### Source records
---+---

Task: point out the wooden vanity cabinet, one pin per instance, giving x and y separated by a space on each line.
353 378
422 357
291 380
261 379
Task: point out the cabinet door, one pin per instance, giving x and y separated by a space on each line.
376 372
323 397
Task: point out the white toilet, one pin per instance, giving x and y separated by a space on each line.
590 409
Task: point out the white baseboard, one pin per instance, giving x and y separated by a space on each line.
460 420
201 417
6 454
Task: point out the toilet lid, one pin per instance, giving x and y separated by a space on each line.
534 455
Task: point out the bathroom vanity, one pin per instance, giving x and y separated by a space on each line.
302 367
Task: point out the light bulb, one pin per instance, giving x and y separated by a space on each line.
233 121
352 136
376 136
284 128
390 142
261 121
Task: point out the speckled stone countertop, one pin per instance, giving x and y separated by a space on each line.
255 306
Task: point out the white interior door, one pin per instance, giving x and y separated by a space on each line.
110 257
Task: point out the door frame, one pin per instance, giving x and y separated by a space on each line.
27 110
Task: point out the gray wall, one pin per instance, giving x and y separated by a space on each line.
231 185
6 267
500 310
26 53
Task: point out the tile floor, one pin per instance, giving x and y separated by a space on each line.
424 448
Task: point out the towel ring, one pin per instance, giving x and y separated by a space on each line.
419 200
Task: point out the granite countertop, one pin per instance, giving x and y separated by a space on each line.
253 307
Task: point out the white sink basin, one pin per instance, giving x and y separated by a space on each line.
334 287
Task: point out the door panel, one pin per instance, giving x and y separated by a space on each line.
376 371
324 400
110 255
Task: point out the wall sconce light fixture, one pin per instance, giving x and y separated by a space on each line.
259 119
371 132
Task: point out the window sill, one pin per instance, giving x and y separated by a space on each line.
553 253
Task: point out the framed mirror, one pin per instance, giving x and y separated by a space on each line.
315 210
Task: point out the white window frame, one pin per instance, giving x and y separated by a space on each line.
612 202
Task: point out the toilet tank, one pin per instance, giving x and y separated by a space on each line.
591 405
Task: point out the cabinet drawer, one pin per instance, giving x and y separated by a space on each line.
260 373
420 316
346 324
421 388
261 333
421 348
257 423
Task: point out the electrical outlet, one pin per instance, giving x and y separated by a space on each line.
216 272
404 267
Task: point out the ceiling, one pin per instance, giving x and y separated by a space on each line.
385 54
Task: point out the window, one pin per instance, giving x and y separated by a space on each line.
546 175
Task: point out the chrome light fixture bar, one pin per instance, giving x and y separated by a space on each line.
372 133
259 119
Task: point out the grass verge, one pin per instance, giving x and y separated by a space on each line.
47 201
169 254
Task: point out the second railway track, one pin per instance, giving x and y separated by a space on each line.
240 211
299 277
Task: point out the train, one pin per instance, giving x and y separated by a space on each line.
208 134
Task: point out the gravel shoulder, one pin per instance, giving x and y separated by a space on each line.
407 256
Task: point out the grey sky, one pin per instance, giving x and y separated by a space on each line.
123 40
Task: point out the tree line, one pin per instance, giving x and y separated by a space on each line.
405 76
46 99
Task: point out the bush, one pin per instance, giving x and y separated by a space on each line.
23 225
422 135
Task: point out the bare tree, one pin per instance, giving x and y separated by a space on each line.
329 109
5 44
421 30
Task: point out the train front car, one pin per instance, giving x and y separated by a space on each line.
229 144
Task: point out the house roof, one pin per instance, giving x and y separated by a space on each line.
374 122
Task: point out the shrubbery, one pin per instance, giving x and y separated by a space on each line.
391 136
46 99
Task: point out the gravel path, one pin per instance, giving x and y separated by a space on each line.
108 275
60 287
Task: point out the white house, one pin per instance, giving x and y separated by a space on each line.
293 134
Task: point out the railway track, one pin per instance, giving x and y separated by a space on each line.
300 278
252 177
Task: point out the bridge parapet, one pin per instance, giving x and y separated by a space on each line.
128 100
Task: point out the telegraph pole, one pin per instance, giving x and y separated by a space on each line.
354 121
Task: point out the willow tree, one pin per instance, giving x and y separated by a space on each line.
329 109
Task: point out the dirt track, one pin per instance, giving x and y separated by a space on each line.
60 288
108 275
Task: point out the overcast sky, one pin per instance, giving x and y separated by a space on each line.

---+---

### Aim
Please rewrite all the entries above, swapping "one pin per instance" for "one marker per instance" and leaving everything else unchanged.

### Reply
Task: point out the wooden vanity cabinet, one marker per instance, giving x and y separated by a space on each line.
353 378
422 357
291 380
261 379
Task: point out the cabinet door, one marker per instance, giving x and y separated by a space on each line.
376 372
323 397
Task: point out the white toilet, one marker per instance, giving x and y separated by a space on each line.
590 409
Task: point out the white baseboard, one marker per instance, giving x and y separated by a space on each line.
460 420
201 417
6 454
Task: point out the toilet lid, one marker per instance, giving x and y separated by a space on each line.
534 455
Task: point out the bathroom vanity, one marker per instance, giving x and y separated by a space on each line.
302 367
Task: point out the light bulb, one marker per instance, giving x and y separated by a space on each line.
233 121
352 136
376 136
284 128
390 142
261 121
Task: point out the speckled stone countertop, one marker per instance, giving x and y separated by a space on each line.
255 306
Task: point out the white interior door, one marker per instance, giving x and y separated by a space on each line.
110 257
Task: point out the door frame, one marker per instance, giving x and y separated by a space on each line.
27 110
Task: point out the gray wall, one marker per instance, giving x and y separated by a space on each line.
231 185
6 267
500 310
26 53
Task: point out the tile floor, one marker per instance, giving x and y separated by a space on each line.
424 448
Task: point out the towel ring, one marker per instance, giving x and y separated by a space on each line.
419 200
Task: point out the granite countertop, one marker per instance, giving x and y separated by a space on each line.
253 307
Task: point out the white sink basin, one marker per instance, giving x and y separated by a space on each line.
334 287
Task: point out the door panel, one marker per instance, giving x and y separated by a space on each line.
376 371
324 400
110 255
Task: point out the wall sconce light fixture, one marker per instance, giving x and y separated by a space on each line.
259 119
371 132
Task: point out the window sill, one marker per instance, giving x and y separated by a space on each line.
553 253
Task: point out the framed mirror, one marker per instance, giving x and y separated by a space on each line.
315 210
Task: point out the white window frame, one marker per instance, giving x and y separated by a space on each line.
612 202
Task: point out the toilet tank, one marker per instance, giving x and y separated by a space on each line.
591 405
Task: point out the cabinet drawer, one marker per instance, giving x and y separated by a space on each line.
260 373
420 316
346 324
421 388
261 333
421 348
257 423
Task: point out the electrical outlet, one marker per instance, giving x and y separated by a space on each line.
216 272
404 267
Task: point out the ceiling, one marker per instance, giving x and y separated by a space on each line.
385 54
Task: point out the window, one marker per instance, giving x and y separated by a space on each line.
546 175
Task: point out the chrome light fixture bar, one marker per instance, giving x and y separated by a space on each line.
372 133
259 119
Task: point out the grass verge, one marker per instance, giving x and y separated by a space on each line.
47 201
169 254
Task: point out the second railway track, one marker per instance, giving x and y separated by a space on each line.
240 211
299 277
Task: point out the train, one marker per instance, giving x and y separated by a space on each line.
208 134
Task: point out the gravel shoulder, one marker per instance, giving x and y separated by a space on each line.
407 256
Task: point out the grey sky, one marker per instance, giving x and y separated by a space on each line.
123 40
Task: point out the tree line, one marker per instance, giving x and y separated by a space on each line.
405 76
46 99
Task: point out the bush, one marker per instance, giving x and y separated by a space on each line.
23 225
422 135
Task: point out the bare tree, one marker per instance, giving x and y separated by a space on each line.
329 109
5 44
421 30
Task: point out the train front car, one marker per instance, giving x and y separated by a space on each line.
229 144
Task: point out the house roof, one marker per instance, giving x and y separated by a space on each line.
374 122
Task: point out the shrubbery, one marker per instance, giving x and y separated by a space on each line.
391 136
46 99
Task: point out the gravel path, one marker per instance, giving x and y separated by a space on each line.
108 275
60 287
Task: point out the white house, one marker per instance, giving x and y separated by a space on each line.
293 134
Task: point out the railway track, one marker per instance, giving x and y separated by a space on each line.
300 278
252 177
Task: point out the bridge parapet, one marker per instance, giving x and y separated by a space on each line.
128 100
Task: point out the telegraph pole, one marker per instance, giving x and y separated by a space on each line.
354 121
Task: point out the willow tree, one marker per instance, giving x and y separated by a space on each line.
329 109
Task: point out the dirt track, one marker per instance, giving x and y separated by a space on each line.
60 288
108 275
Task: point out the overcast sky, one marker per instance, giving x and y separated by a space on each line.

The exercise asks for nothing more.